(begin)
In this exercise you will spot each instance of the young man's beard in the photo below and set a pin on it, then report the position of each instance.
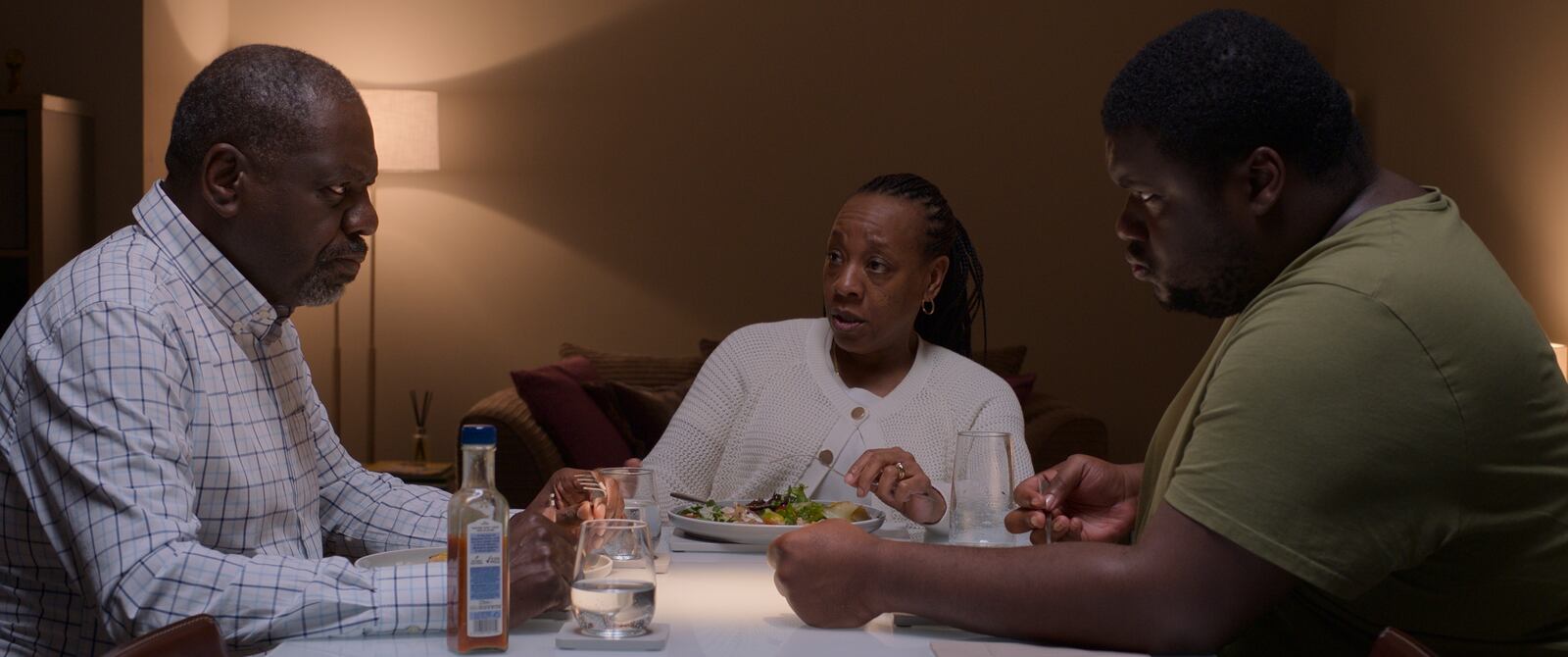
(1227, 289)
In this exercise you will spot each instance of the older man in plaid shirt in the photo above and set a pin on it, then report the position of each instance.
(162, 449)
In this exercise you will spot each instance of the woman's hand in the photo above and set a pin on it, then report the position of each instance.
(899, 481)
(1081, 499)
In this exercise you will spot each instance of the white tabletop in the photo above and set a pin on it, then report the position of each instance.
(715, 604)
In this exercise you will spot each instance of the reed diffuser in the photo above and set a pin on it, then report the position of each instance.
(420, 414)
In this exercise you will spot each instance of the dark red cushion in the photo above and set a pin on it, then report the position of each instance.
(1023, 386)
(577, 427)
(640, 413)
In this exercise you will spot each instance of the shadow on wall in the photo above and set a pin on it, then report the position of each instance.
(698, 152)
(179, 38)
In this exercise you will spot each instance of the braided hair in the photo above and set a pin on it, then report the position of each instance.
(963, 290)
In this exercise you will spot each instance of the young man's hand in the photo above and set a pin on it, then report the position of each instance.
(1079, 499)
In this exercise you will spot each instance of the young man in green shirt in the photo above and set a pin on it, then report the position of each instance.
(1377, 436)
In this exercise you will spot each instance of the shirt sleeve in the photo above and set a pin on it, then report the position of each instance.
(1324, 426)
(687, 457)
(368, 512)
(106, 461)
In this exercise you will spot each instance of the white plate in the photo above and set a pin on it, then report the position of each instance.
(410, 557)
(419, 555)
(739, 531)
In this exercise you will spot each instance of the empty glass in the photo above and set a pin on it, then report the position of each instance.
(637, 492)
(982, 489)
(616, 602)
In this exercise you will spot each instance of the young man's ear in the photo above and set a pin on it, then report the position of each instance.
(1264, 179)
(223, 176)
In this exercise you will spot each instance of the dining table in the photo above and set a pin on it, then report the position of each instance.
(717, 604)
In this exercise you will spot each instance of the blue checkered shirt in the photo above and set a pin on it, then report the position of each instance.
(164, 453)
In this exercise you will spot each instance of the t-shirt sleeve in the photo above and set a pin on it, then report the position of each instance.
(1325, 441)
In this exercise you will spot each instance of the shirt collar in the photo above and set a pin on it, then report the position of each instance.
(214, 278)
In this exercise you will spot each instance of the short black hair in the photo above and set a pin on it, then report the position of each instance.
(256, 97)
(961, 297)
(1227, 81)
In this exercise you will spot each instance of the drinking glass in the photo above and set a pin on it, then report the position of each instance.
(637, 492)
(616, 602)
(982, 489)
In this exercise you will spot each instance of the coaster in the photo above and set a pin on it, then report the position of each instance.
(655, 640)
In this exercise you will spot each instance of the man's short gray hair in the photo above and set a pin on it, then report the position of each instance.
(258, 99)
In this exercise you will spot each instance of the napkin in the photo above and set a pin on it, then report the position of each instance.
(1016, 649)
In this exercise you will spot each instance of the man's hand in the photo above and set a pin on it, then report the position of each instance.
(825, 573)
(541, 565)
(899, 481)
(568, 497)
(543, 539)
(1082, 499)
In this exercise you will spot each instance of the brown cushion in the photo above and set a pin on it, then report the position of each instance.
(637, 371)
(1005, 361)
(640, 413)
(1023, 386)
(559, 403)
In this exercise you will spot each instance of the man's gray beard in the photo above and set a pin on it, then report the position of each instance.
(318, 290)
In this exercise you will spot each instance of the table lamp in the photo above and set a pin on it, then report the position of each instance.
(408, 140)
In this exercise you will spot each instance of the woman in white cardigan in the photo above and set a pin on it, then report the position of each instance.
(880, 387)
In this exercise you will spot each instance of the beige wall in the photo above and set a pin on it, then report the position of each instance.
(88, 50)
(180, 36)
(1473, 97)
(637, 175)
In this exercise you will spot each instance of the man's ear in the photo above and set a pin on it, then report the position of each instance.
(1264, 179)
(223, 176)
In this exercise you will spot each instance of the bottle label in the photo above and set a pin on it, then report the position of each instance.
(486, 554)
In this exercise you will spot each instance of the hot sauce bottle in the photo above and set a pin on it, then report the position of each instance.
(478, 583)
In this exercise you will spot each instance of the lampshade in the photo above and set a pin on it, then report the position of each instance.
(408, 138)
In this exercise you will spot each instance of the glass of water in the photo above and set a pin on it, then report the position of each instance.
(616, 602)
(982, 489)
(637, 491)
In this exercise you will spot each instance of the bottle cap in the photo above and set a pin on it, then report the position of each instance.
(477, 434)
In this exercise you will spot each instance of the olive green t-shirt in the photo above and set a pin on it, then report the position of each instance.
(1388, 424)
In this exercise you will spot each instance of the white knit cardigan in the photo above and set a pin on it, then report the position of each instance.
(767, 402)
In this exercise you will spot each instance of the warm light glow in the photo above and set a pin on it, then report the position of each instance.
(407, 126)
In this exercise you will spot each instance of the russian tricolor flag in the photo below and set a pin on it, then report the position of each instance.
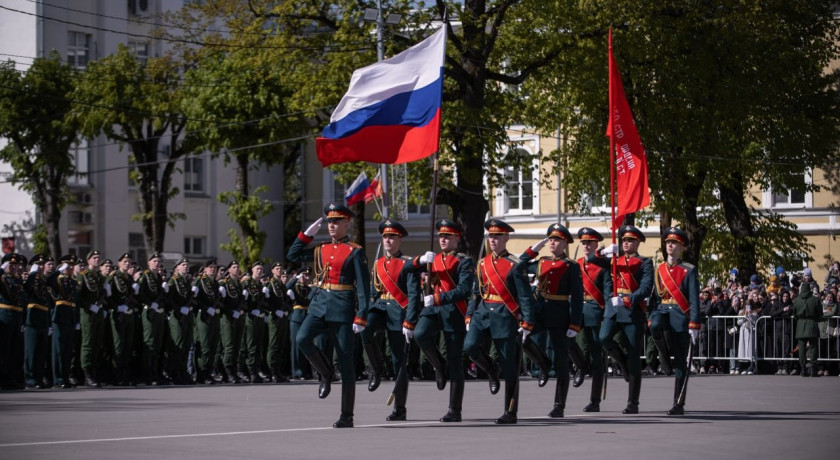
(391, 112)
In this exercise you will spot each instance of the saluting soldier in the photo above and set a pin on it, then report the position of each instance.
(559, 303)
(675, 311)
(151, 302)
(395, 309)
(93, 314)
(120, 290)
(65, 316)
(499, 308)
(597, 286)
(277, 307)
(205, 301)
(627, 311)
(451, 278)
(36, 338)
(12, 297)
(232, 321)
(339, 305)
(179, 301)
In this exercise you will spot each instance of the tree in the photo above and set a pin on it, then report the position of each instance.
(35, 118)
(141, 106)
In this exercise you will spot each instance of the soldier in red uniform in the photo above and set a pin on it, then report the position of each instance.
(395, 309)
(500, 307)
(559, 296)
(339, 304)
(675, 312)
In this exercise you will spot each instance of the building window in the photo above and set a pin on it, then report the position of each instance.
(78, 49)
(194, 245)
(194, 175)
(137, 247)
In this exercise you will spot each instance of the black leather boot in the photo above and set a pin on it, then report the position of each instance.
(439, 364)
(348, 401)
(456, 396)
(376, 366)
(488, 365)
(511, 404)
(537, 356)
(560, 397)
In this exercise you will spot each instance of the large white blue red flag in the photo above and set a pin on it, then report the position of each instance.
(391, 112)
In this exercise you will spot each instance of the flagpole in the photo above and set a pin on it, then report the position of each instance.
(611, 123)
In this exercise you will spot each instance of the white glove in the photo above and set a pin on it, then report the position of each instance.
(525, 333)
(427, 258)
(408, 333)
(694, 334)
(539, 245)
(314, 228)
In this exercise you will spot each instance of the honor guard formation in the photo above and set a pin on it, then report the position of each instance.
(97, 322)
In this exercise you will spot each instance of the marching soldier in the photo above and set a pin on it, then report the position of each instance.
(231, 322)
(339, 304)
(445, 310)
(38, 315)
(12, 297)
(180, 323)
(93, 315)
(559, 304)
(395, 309)
(499, 308)
(277, 305)
(626, 312)
(597, 286)
(65, 316)
(153, 315)
(675, 312)
(205, 300)
(120, 290)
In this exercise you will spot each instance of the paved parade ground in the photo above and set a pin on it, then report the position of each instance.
(755, 417)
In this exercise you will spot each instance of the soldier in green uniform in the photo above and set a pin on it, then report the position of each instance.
(92, 317)
(232, 321)
(153, 314)
(339, 304)
(179, 301)
(395, 309)
(298, 290)
(65, 316)
(675, 312)
(626, 312)
(277, 309)
(120, 290)
(36, 335)
(205, 301)
(12, 297)
(559, 304)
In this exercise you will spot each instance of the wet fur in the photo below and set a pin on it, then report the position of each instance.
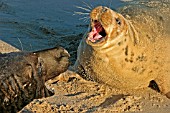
(23, 76)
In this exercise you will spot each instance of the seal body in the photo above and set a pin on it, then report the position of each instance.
(23, 76)
(130, 49)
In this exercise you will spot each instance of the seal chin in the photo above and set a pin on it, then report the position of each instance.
(97, 33)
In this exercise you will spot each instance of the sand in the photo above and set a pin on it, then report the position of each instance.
(74, 94)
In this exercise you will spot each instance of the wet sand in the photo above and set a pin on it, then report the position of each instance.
(74, 94)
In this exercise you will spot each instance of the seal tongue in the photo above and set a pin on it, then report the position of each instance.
(94, 34)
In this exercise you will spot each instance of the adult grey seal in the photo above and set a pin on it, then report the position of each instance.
(23, 76)
(130, 49)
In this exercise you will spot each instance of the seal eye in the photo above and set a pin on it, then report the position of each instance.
(118, 21)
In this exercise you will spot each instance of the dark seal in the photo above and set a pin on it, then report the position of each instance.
(23, 76)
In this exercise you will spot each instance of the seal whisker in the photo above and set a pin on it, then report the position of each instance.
(83, 8)
(110, 3)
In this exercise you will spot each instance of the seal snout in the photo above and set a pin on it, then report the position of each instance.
(97, 32)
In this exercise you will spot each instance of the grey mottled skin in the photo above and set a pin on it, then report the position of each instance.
(135, 49)
(23, 76)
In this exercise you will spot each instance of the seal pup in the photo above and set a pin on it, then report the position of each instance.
(23, 76)
(127, 50)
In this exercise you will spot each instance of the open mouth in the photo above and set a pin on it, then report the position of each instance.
(97, 33)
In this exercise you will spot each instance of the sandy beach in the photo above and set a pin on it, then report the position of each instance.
(28, 28)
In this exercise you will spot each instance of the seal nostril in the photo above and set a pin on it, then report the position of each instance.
(95, 21)
(104, 9)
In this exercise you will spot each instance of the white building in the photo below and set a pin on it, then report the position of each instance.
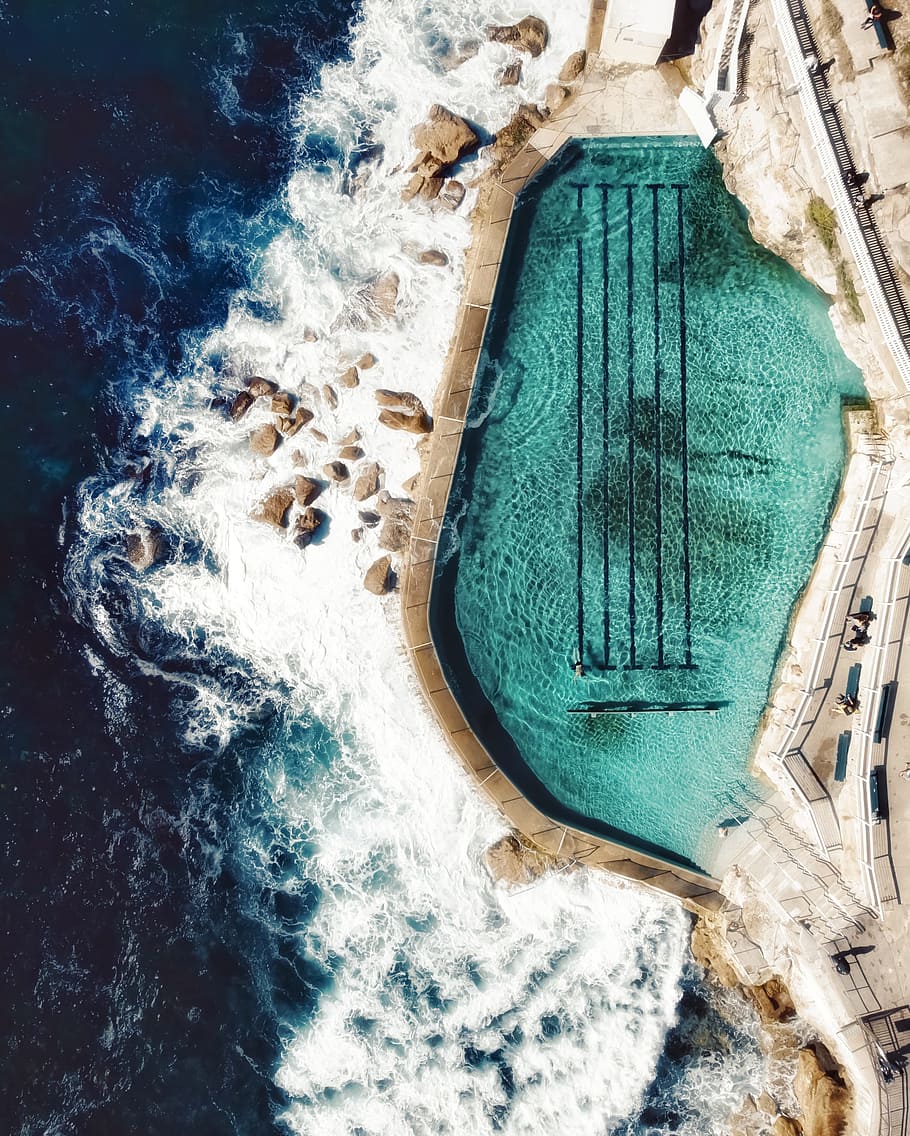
(635, 31)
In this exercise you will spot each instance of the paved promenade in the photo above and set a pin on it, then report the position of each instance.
(828, 858)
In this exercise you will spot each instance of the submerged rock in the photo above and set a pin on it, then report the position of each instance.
(end)
STATED TASK: Leaving out every picture, copy exactly the lines from the one that contains "In this exercise you will spot each instance of the sandy" through the end of the entries above.

CORRECT OUTPUT:
In this exercise you will spot each instance of the sandy beach in the photo above and set a pin on it, then report the position of each instance.
(28, 28)
In this exercise you will spot each instance of the seal nostril in the photo above and set a pin on it, then report the position of each instance.
(95, 21)
(104, 9)
In this exercise you will spot each instance of the white building in the photo below and set a pin on it, then report the position of each instance.
(635, 31)
In this exercise you will spot each instance of the paved promenade in the photo above and set a pin on it, then report the position of each instance.
(828, 858)
In this exercise you will spot each instance of the submerged rock in the photo above and set a pin on it, then report the position of each instance.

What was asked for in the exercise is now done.